--- start of Page excerpt ---

Mr Justice Andrew Smith (the Judge) has recently handed down judgment in a claim by Credit Suisse against a Dutch social housing foundation, Vestia, for the sum of approximately €83 million. For those who have followed the recent spate of disputes between banks and quasi-public bodies relating to derivative transactions which the latter entered into in times of plenty, only to discover that they were both financially disastrous and arguably outwith their capacity, the outcome of this case may come as a surprise. While Credit Suisse failed to convince the Judge that Vestia had capacity to enter into all of the transactions which were the subject of the dispute, it nonetheless succeeded in its contractual claim for the money it said was due. Characteristically, where a counterparty is found not to have capacity, the bank's contractual claims fail and it is left to recover what it can by way of restitution (often recovering much less than the contractual measure).

In reaching this result, the judgment considers a number of issues which are relevant both to those engaged in litigation of this type, and to users of ISDA documentation. In particular, this note considers:

  1. When is a trade a Transaction within the meaning of the ISDA Master Agreement? If a number of trades are concluded at the same time, are they to be treated as a single contract, such that if one trade is void for lack of capacity, so are its more anodyne counterparts?

  2. Where a counterparty lacks capacity to enter into a transaction with the result that the relevant contract is void, in what circumstances can a bank claim the contractual damages which would have been due had the contract been enforceable?

--- end of Page excerpt ---
--- start of Material shown ---

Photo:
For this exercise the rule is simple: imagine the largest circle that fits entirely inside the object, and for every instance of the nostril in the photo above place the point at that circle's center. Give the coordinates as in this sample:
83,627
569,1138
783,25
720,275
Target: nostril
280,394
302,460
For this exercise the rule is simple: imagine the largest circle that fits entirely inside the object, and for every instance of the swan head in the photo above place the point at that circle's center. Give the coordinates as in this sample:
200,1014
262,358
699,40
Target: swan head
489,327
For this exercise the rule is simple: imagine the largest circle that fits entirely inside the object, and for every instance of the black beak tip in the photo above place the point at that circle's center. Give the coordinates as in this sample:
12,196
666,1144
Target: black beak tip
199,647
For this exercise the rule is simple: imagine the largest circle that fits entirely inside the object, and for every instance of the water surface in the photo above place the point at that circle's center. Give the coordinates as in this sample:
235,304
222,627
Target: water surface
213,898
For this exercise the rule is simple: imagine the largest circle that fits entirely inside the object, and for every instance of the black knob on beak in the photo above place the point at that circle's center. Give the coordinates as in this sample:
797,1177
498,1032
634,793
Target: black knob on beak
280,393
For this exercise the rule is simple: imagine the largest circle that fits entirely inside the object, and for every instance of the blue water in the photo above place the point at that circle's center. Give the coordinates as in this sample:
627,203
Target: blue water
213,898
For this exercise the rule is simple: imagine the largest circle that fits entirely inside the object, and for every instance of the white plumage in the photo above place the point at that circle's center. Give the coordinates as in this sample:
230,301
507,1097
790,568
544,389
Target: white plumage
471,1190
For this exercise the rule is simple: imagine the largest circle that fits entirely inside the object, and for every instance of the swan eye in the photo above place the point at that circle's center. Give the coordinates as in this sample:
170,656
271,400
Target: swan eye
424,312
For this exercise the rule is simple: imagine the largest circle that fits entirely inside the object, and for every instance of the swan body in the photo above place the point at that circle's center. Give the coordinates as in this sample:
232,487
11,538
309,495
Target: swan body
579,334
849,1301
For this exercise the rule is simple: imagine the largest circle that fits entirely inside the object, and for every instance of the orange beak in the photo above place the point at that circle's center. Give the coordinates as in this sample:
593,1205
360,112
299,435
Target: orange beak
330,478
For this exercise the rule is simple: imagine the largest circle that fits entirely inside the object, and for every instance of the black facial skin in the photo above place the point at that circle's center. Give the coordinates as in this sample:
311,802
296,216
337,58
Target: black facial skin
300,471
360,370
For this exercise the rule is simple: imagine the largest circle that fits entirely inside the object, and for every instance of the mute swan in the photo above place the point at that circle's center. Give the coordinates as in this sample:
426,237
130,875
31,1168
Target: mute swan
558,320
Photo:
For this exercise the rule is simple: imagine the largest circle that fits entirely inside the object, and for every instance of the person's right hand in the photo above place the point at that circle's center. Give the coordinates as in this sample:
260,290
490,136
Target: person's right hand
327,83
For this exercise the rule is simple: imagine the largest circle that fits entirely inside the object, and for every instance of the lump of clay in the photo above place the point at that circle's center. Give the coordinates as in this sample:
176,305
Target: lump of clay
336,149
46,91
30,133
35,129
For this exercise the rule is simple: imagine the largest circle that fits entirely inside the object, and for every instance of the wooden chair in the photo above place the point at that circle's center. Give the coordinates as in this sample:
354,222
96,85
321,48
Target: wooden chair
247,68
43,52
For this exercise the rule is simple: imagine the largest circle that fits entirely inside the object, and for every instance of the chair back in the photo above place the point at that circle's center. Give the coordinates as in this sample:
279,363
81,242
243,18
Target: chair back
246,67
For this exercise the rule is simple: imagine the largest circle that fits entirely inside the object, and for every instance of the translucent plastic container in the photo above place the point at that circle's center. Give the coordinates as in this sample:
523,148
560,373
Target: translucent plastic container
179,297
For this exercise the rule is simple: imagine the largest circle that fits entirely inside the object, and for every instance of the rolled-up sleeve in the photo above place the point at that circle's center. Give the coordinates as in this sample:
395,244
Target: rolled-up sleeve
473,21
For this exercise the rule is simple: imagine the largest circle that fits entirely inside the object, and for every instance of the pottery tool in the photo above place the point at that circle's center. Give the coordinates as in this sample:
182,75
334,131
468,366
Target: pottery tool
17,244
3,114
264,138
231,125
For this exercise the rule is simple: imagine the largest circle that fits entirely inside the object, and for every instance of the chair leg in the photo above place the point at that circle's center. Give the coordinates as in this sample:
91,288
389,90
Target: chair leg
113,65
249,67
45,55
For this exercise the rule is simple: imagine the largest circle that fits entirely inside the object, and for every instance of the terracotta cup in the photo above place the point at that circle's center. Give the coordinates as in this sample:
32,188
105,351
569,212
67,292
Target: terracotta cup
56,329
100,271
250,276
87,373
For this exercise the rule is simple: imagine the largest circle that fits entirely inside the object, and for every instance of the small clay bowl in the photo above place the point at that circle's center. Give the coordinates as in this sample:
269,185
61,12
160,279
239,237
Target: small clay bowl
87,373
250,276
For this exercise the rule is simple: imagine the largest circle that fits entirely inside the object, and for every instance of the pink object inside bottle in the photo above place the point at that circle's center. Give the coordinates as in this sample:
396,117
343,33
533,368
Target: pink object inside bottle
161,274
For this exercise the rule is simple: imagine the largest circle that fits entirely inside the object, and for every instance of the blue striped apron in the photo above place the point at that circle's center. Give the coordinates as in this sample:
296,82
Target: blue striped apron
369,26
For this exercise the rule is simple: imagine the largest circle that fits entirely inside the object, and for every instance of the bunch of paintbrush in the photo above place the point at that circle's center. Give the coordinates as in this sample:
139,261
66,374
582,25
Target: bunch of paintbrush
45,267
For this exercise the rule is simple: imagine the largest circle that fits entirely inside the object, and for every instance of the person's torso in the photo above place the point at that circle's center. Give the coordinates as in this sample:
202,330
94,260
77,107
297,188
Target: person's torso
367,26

--- end of Material shown ---

→ Given instruction:
Extract from the case note on the Credit Suisse judgment above everything from "2. Where a counterparty" down to "contract been enforceable?", reproducing it word for word.

→ Reply:
2. Where a counterparty lacks capacity to enter into a transaction with the result that the relevant contract is void, in what circumstances can a bank claim the contractual damages which would have been due had the contract been enforceable?